====== Selected passage

There’s a famous scene in Sleepless in Seattle, a movie that is a love story, but a love story about being in love in a movie about, well, just that. Meg Ryan’s Annie Reed has been agonizingly drafting a letter to Tom Hanks’s widowed dad Sam Baldwin while An Affair to Remember plays in the background. “Now those were the days when people knew how to be in love!” she cries. “They knew it! Time, distance, nothing could stop them because they knew it was right. It was real. It was—” “A movie!” her best friend, Rosie O’Donnell, cuts in.
Sometime during the past year, I began to turn the spot-on, meta piece of dialogue into a self-mocking meme to pull out any time I watched a movie that makes me swoon to the point of embarrassment. I perhaps have always been this way—have always held up works of fiction as standards that the real world could never meet, have always fallen in love with the idea of falling in love—but I’ve definitely been falling into Annie Reed’s “those were the days!” trap far too often recently.
I took time off from dating while writing my book because, by a certain point, I simply could not work, write, and function as a person who meets new people and puts in time and effort to grow those relationships. Now that I’m back on the market…I forgot how much it sucked! I don’t want to be in love with any of these Hinge matches, I am sorry to say! It seems I have a terminal case of “you want to be in love in a movie” brain worms, so here is a brief selection (truly—this is not my entire list) of some of the movies I would like to be in love within.
(It should go without saying but I have to say it anyway: Nothing written in this silly little post is an invitation for any of you freaks to reply in any way that shows interest in me. Leave me alone! If I get a single reply from any of you weirdos I will publicly humiliate you and that is a PROMISE.)
The Philadelphia Story (1940)
This is a real “this kind of love only happens in the movies, but oh how glorious it is” one because like in what real world would three men compete to love me!
The Lady Eve (1941)
Every day I fight the urge to delete the apps to meet a man the old-fashioned way (I trick a himbo nepo baby on the high seas into liking me but then I actually catch feelings for him but when he finds out I’m a con girly and dumps me I decide I like winning more so I decide to con the dummy again for real this time but then I end up falling for him all over again and—)
Sabrina (1954)
I originally thought I was going to write an entire piece just about Sabrina, a movie I have seen approximately 800 times since I was 12 but saw in a brand new light the other night at Film Forum. (And that, friends, is why you always go to theatrical rep screenings of movies you’ve seen already!) This time I caught far more clearly Billy Wilder’s sharp criticism for the paradox of upward mobility and the American Dream—at one point Sabrina’s father tells her, “Democracy can be a wickedly unfair thing, Sabrina. Nobody poor was ever called democratic for marrying somebody rich” and I have not stopped thinking about it since—but this little blurb is not about that. This little blurb is about how I also left it with the familiar pang of “oops oh no I want to be in love in a movie.”

============
====== Provided information

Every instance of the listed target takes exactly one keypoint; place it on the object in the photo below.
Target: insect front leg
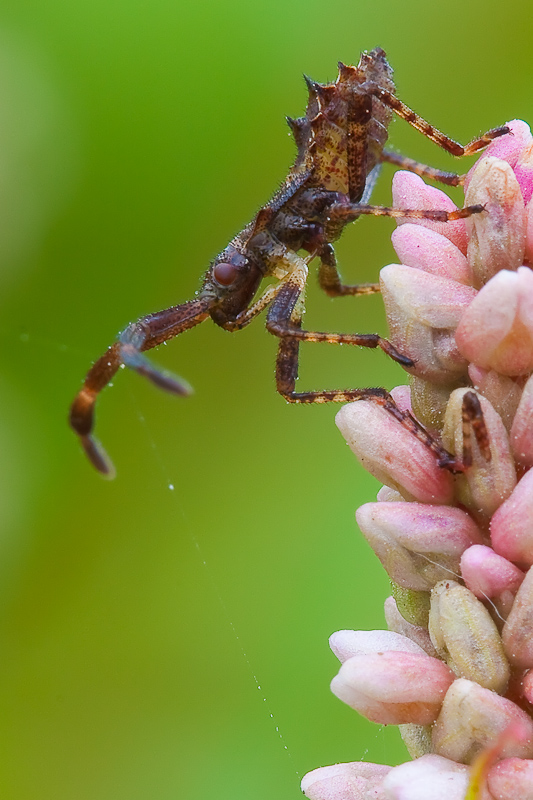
(142, 335)
(448, 178)
(432, 133)
(342, 213)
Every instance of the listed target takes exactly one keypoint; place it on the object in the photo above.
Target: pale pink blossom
(453, 523)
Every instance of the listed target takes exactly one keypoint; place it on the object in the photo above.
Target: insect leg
(330, 280)
(449, 178)
(440, 139)
(284, 320)
(349, 212)
(142, 335)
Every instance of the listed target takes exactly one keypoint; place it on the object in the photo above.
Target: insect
(340, 146)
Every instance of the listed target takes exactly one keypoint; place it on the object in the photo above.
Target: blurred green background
(162, 643)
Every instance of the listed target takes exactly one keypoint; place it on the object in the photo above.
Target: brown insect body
(343, 126)
(340, 143)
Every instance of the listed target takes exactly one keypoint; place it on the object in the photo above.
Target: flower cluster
(455, 668)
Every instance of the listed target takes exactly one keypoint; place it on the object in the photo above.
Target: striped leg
(432, 133)
(284, 321)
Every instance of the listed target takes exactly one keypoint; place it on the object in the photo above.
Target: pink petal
(512, 524)
(516, 633)
(472, 718)
(396, 622)
(512, 779)
(486, 484)
(410, 192)
(497, 235)
(508, 148)
(394, 688)
(423, 311)
(354, 781)
(392, 454)
(346, 644)
(522, 427)
(425, 249)
(489, 575)
(496, 330)
(418, 544)
(430, 777)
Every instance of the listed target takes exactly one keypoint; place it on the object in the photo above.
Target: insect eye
(225, 274)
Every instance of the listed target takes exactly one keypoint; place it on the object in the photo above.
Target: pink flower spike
(498, 235)
(522, 428)
(511, 527)
(394, 688)
(346, 644)
(392, 454)
(489, 575)
(496, 330)
(419, 545)
(528, 255)
(524, 172)
(428, 778)
(424, 311)
(410, 192)
(502, 392)
(527, 686)
(354, 781)
(512, 779)
(486, 483)
(422, 248)
(398, 624)
(472, 718)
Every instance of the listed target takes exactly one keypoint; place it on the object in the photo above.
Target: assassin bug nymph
(340, 143)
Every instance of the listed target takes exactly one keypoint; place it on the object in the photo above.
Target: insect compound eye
(225, 274)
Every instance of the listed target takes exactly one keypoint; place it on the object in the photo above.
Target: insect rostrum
(340, 143)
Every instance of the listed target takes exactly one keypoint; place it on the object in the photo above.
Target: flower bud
(391, 453)
(503, 393)
(423, 312)
(496, 330)
(511, 527)
(489, 576)
(346, 644)
(472, 718)
(417, 544)
(516, 633)
(394, 688)
(497, 237)
(397, 623)
(354, 781)
(485, 483)
(428, 778)
(427, 250)
(465, 635)
(410, 191)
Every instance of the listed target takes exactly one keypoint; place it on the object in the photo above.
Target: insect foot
(340, 145)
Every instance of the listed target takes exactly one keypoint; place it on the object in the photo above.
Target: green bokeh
(162, 643)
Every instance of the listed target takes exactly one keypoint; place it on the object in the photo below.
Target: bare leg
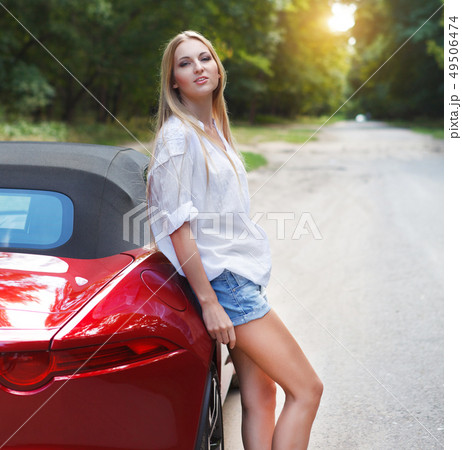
(269, 344)
(258, 397)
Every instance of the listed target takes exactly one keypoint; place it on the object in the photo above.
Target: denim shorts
(242, 299)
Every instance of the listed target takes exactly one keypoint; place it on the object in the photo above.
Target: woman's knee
(308, 393)
(260, 397)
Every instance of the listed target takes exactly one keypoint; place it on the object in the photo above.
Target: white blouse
(218, 213)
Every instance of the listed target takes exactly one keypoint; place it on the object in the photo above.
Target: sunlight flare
(342, 18)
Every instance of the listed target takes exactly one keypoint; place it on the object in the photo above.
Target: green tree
(411, 83)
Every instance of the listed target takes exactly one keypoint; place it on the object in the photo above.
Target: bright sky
(342, 18)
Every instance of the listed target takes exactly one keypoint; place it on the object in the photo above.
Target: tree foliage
(411, 82)
(280, 56)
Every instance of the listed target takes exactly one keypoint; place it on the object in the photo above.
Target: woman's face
(195, 72)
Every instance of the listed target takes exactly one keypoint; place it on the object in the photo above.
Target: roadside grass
(269, 128)
(433, 127)
(253, 160)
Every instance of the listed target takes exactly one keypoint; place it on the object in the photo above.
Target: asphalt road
(361, 284)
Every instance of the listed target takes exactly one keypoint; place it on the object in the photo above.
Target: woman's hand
(216, 320)
(218, 323)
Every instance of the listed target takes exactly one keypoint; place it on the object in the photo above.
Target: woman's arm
(216, 320)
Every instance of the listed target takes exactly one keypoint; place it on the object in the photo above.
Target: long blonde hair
(170, 101)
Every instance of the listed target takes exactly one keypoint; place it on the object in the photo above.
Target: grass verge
(433, 127)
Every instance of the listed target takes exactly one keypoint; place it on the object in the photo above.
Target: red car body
(106, 352)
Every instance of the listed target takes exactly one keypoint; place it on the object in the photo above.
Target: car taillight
(25, 371)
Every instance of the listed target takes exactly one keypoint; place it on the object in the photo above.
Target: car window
(35, 219)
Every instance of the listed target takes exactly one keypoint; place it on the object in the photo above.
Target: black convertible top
(103, 182)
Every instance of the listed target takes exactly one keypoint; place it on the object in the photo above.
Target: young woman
(198, 183)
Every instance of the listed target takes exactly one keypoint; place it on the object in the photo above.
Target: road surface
(355, 220)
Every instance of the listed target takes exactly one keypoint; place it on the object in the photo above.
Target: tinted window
(35, 219)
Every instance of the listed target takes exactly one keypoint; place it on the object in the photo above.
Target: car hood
(39, 294)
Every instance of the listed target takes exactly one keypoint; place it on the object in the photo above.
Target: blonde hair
(170, 100)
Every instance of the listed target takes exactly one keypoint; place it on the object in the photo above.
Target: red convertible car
(101, 344)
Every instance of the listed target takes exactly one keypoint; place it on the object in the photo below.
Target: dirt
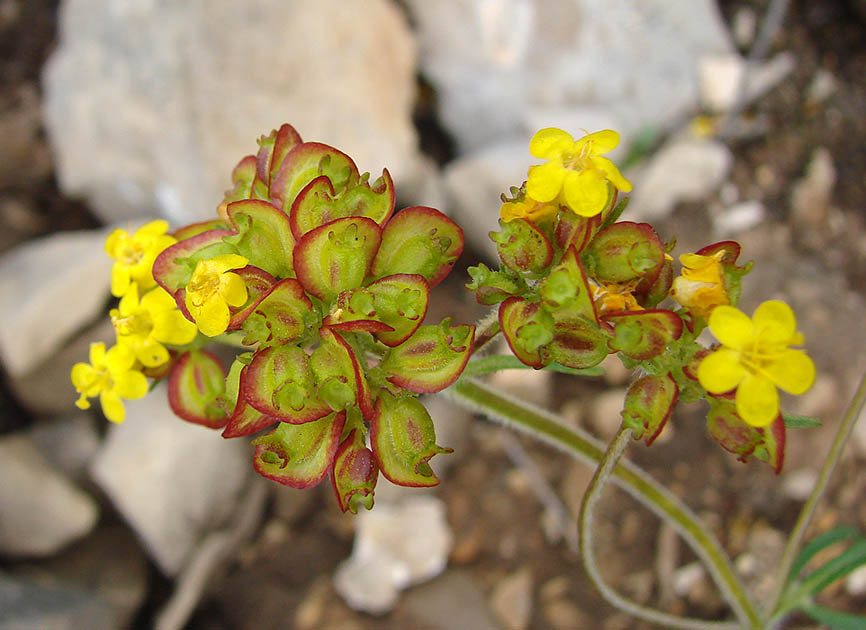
(496, 517)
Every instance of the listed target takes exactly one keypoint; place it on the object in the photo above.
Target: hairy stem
(546, 427)
(587, 511)
(795, 540)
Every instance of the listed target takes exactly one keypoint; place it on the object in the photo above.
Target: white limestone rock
(170, 479)
(150, 104)
(49, 288)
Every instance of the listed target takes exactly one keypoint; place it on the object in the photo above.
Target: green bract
(337, 288)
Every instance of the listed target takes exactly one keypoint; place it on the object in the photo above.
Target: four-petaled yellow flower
(144, 325)
(212, 290)
(109, 375)
(701, 287)
(528, 209)
(134, 255)
(575, 171)
(756, 357)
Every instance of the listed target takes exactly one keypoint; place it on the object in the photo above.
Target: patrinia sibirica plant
(322, 289)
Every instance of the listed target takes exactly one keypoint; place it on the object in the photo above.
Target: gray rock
(385, 560)
(108, 565)
(71, 440)
(149, 105)
(493, 63)
(27, 606)
(684, 169)
(454, 600)
(41, 511)
(171, 480)
(49, 288)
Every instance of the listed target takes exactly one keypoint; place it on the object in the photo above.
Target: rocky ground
(157, 522)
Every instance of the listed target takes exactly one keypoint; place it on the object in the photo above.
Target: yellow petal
(757, 400)
(225, 262)
(720, 371)
(119, 279)
(545, 181)
(585, 193)
(792, 372)
(233, 289)
(213, 318)
(151, 353)
(97, 353)
(172, 327)
(549, 143)
(775, 322)
(611, 172)
(112, 407)
(132, 384)
(599, 142)
(731, 326)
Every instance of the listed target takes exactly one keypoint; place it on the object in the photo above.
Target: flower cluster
(145, 321)
(324, 287)
(575, 284)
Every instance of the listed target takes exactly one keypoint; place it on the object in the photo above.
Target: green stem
(587, 511)
(795, 540)
(582, 446)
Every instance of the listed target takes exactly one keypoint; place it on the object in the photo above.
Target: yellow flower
(109, 375)
(575, 171)
(756, 357)
(701, 287)
(528, 209)
(134, 255)
(211, 291)
(144, 325)
(614, 298)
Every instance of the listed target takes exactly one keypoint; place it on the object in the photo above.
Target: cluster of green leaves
(338, 285)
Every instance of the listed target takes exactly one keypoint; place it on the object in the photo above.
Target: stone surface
(720, 77)
(684, 169)
(453, 600)
(497, 64)
(511, 600)
(69, 442)
(171, 480)
(150, 104)
(41, 511)
(395, 546)
(49, 288)
(28, 606)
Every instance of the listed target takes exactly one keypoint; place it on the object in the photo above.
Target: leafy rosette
(330, 305)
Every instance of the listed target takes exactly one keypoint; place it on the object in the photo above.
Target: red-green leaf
(419, 240)
(258, 283)
(403, 440)
(522, 246)
(196, 383)
(264, 236)
(728, 429)
(280, 383)
(336, 256)
(306, 162)
(577, 342)
(527, 328)
(280, 315)
(318, 203)
(354, 473)
(624, 251)
(643, 335)
(391, 308)
(431, 359)
(648, 405)
(299, 455)
(173, 268)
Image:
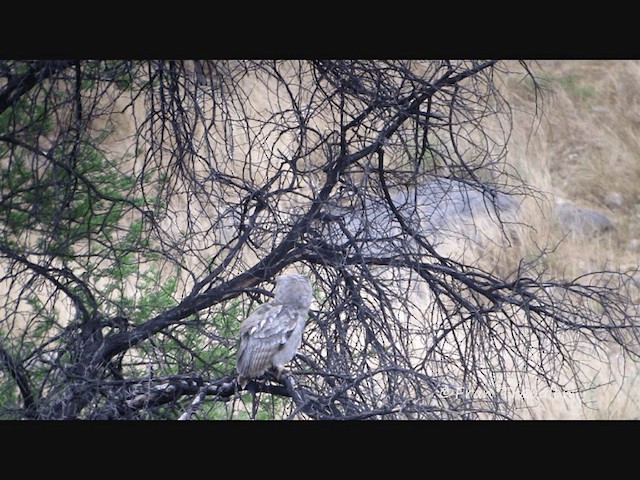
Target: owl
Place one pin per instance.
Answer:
(271, 335)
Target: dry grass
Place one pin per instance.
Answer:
(584, 147)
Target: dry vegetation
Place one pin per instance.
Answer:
(574, 140)
(584, 147)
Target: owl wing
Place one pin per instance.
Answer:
(267, 331)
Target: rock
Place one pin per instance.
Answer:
(613, 200)
(580, 220)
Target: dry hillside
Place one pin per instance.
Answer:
(583, 147)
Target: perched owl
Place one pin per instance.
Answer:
(271, 335)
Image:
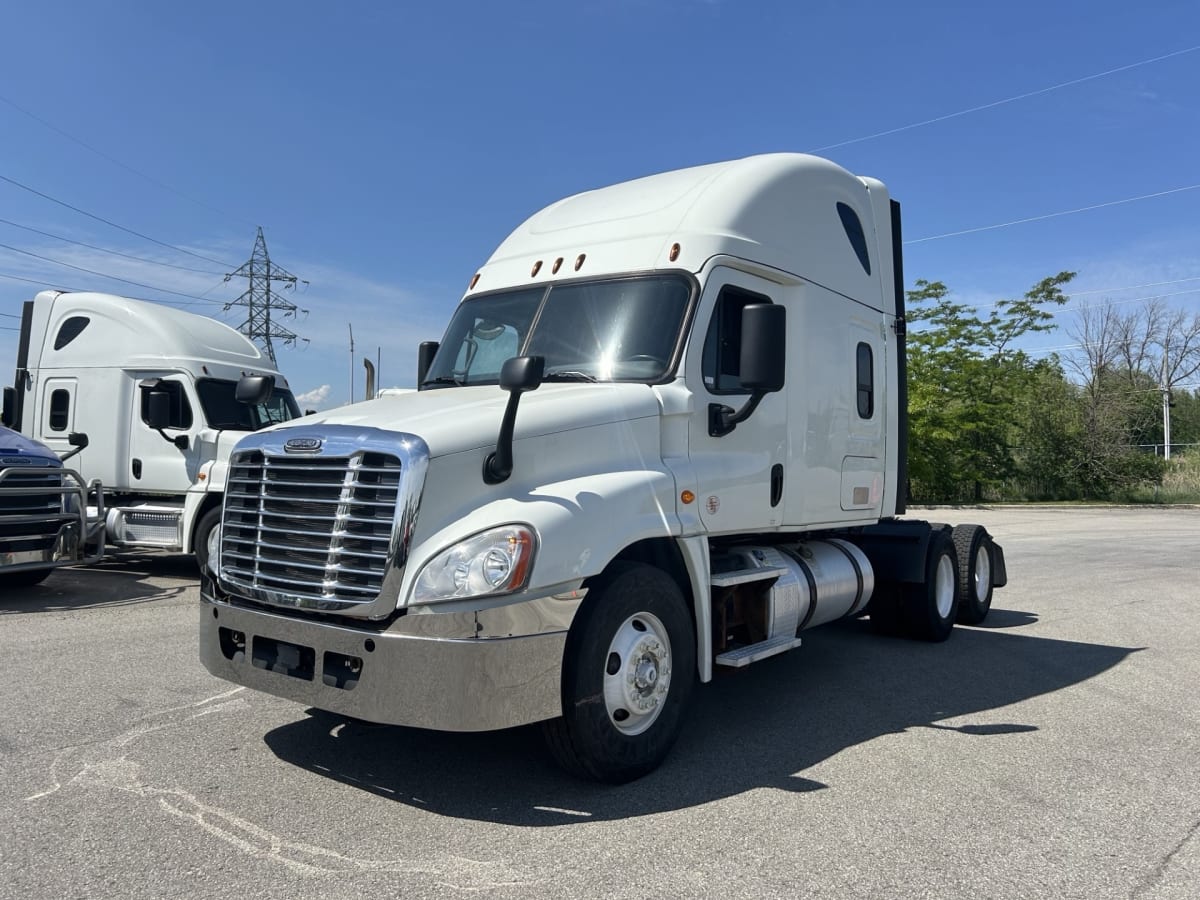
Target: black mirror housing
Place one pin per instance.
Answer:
(763, 347)
(522, 373)
(255, 389)
(159, 409)
(425, 354)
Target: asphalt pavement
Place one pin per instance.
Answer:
(1051, 753)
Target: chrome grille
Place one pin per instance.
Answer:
(310, 528)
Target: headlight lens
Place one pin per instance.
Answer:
(495, 562)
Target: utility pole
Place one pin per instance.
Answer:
(1167, 411)
(259, 300)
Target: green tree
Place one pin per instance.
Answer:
(965, 382)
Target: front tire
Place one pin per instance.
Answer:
(628, 672)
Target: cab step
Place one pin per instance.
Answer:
(741, 657)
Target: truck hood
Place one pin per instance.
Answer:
(456, 419)
(18, 450)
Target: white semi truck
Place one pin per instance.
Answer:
(161, 396)
(664, 433)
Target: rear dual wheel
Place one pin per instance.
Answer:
(928, 610)
(975, 575)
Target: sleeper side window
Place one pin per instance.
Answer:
(60, 409)
(855, 233)
(864, 365)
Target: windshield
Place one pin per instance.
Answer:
(222, 411)
(617, 330)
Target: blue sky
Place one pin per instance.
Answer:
(387, 149)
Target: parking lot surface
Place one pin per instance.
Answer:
(1054, 751)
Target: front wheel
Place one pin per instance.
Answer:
(628, 671)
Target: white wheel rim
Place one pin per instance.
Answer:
(637, 673)
(983, 573)
(943, 586)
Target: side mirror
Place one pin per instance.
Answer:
(77, 439)
(159, 411)
(253, 390)
(517, 376)
(763, 347)
(425, 354)
(763, 364)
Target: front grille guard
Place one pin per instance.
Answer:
(339, 442)
(22, 525)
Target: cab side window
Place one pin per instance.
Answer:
(721, 365)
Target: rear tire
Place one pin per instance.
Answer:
(930, 607)
(628, 672)
(973, 546)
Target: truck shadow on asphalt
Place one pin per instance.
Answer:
(757, 727)
(118, 580)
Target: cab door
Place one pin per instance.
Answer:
(739, 475)
(156, 465)
(57, 413)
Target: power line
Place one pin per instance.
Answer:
(118, 162)
(70, 289)
(106, 250)
(1007, 100)
(114, 225)
(1050, 215)
(106, 275)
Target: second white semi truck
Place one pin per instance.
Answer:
(664, 433)
(162, 395)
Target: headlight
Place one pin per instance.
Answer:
(495, 562)
(214, 546)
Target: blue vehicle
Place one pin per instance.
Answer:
(43, 513)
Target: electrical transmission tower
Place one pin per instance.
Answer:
(261, 301)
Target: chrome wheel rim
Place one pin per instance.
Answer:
(983, 573)
(637, 673)
(943, 586)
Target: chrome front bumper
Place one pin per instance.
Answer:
(456, 671)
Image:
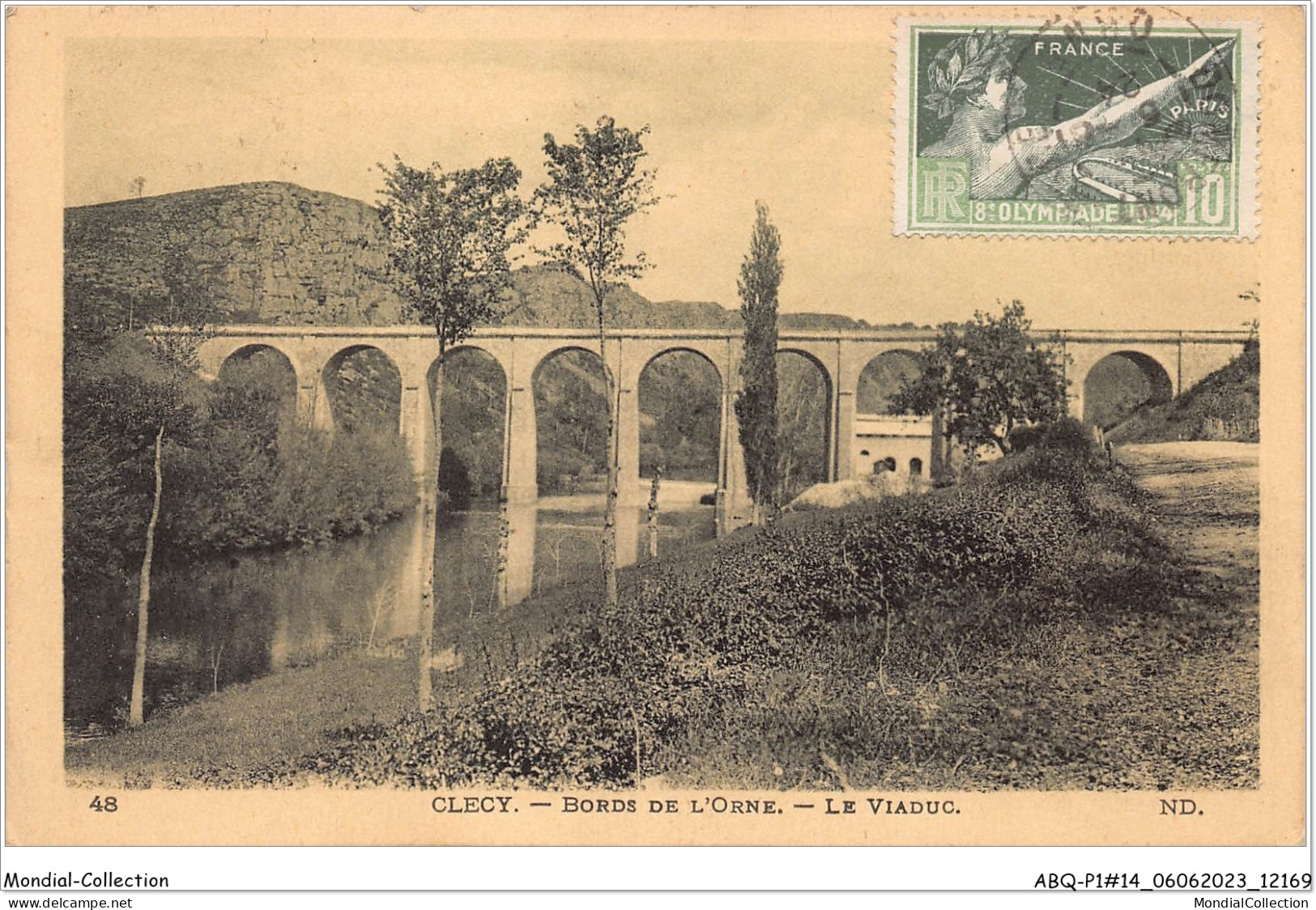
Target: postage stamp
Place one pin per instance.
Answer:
(1094, 126)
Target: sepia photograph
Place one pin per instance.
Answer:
(674, 427)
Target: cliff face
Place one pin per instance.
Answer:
(261, 252)
(280, 254)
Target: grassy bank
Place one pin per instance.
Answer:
(1025, 630)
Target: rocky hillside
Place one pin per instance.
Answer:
(261, 252)
(282, 254)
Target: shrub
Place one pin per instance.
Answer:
(777, 647)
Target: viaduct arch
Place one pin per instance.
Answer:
(1186, 356)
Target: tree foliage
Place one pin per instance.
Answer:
(450, 237)
(987, 376)
(756, 402)
(594, 187)
(449, 241)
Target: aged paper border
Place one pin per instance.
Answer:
(41, 810)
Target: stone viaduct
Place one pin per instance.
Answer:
(1173, 360)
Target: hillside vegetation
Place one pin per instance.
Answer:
(1224, 406)
(1029, 629)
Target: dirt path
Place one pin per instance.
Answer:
(1208, 504)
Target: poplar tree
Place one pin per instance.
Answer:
(756, 402)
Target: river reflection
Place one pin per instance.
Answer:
(233, 619)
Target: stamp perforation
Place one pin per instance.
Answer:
(1174, 206)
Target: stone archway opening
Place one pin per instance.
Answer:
(474, 421)
(804, 423)
(364, 388)
(572, 423)
(257, 385)
(680, 417)
(882, 377)
(1122, 383)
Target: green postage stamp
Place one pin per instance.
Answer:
(1077, 128)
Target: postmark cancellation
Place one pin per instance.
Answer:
(1140, 126)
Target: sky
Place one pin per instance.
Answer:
(802, 124)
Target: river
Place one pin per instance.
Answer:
(236, 619)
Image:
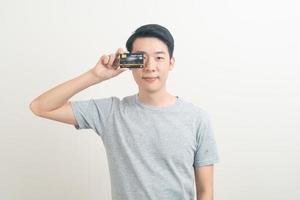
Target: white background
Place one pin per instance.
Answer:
(238, 60)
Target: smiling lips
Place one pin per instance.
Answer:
(150, 79)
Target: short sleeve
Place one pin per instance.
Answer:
(93, 113)
(206, 152)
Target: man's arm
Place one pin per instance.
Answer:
(204, 182)
(54, 104)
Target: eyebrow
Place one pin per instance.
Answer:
(157, 52)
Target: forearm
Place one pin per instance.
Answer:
(60, 94)
(205, 196)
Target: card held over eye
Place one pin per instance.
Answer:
(131, 60)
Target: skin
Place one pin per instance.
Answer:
(157, 64)
(54, 104)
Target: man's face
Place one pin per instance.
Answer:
(157, 64)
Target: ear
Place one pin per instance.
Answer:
(172, 63)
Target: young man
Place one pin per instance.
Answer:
(157, 144)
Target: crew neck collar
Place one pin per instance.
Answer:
(150, 107)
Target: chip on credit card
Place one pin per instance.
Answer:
(131, 60)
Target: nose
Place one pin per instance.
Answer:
(150, 64)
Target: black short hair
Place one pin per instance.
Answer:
(152, 30)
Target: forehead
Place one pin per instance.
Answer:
(149, 45)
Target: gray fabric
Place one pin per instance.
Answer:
(151, 151)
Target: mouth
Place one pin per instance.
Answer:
(150, 79)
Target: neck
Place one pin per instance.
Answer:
(159, 99)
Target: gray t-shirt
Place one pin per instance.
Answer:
(151, 151)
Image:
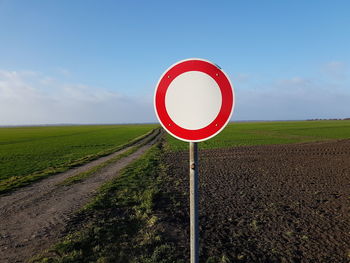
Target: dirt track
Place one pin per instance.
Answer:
(32, 218)
(278, 203)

============

Exercise requirements:
A: Answer these questions from the essay on movie romances:
(i) Which film plays in the background while Annie Reed drafts her letter?
(ii) What was the writer working on while taking time off from dating?
(iii) Where did the writer recently watch Sabrina?
B: Resume the essay on movie romances after its last sentence and write the next paragraph.
The object pointing material has nothing to do with the essay on movie romances.

Answers per task:
A:
(i) An Affair to Remember
(ii) A book
(iii) Film Forum

B:
Sabrina is a quintessential portrayal of having a debilitating little crush on someone who barely even knows you exist, to the extent that you could be an entire ocean away and still find yourself unable to make a souffle because you’re thinking about them. It is about how crushes are often about being in love with the idea of someone: Our teenage heroine is in love with the idea of David (William Holden, hot!), the youngest of the wealthy family for whom her father is a chauffeur; when she returns triumphantly from time abroad, all grown up and self-possessed, confident that she can have him, he of course falls for this idea of her. This is bad for an upcoming business deal, not to mention bad for family optics, so his older (much older) brother Linus (Humphrey Bogart, who everyone says is miscast but I disagree!) comes in to distract Sabrina until the deal is pushed through. Linus doesn’t love Sabrina—Linus is a stuffed shirt who doesn’t love anyone—and Sabrina doesn’t love Linus—Sabrina has never even really thought about Linus, to be honest—but he’s using her to avoid losing money, and she’s going along with it to make David see how desirable she is. Somewhere along the manipulation, they both fall for each other, because, well, of course.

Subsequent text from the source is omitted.